PROBLEM STATEMENT
List every line of the material below that contains the word "flight".

** Start STORED DATA **

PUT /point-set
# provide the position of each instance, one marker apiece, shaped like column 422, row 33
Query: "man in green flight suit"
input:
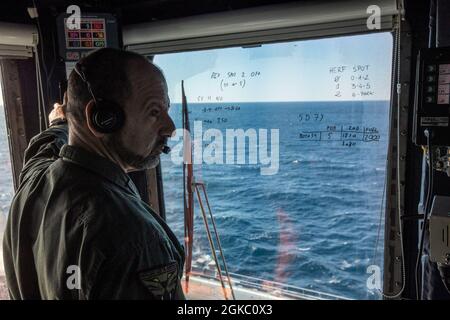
column 77, row 228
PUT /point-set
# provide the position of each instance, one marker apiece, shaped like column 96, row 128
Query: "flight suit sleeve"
column 140, row 273
column 43, row 148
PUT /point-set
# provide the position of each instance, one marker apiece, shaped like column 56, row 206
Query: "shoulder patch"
column 161, row 281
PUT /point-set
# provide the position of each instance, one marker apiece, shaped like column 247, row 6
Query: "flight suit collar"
column 99, row 165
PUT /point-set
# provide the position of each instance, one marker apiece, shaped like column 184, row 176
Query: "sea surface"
column 314, row 223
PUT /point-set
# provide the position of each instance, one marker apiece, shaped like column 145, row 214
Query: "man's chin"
column 149, row 162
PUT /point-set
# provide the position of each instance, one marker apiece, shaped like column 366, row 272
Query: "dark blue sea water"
column 314, row 224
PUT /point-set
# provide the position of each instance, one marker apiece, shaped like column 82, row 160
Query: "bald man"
column 77, row 228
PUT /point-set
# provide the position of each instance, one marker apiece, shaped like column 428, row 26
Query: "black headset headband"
column 106, row 116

** End STORED DATA **

EXPECTED OUTPUT
Query: "man in green flight suit"
Query: "flight suit sleeve"
Query: "flight suit collar"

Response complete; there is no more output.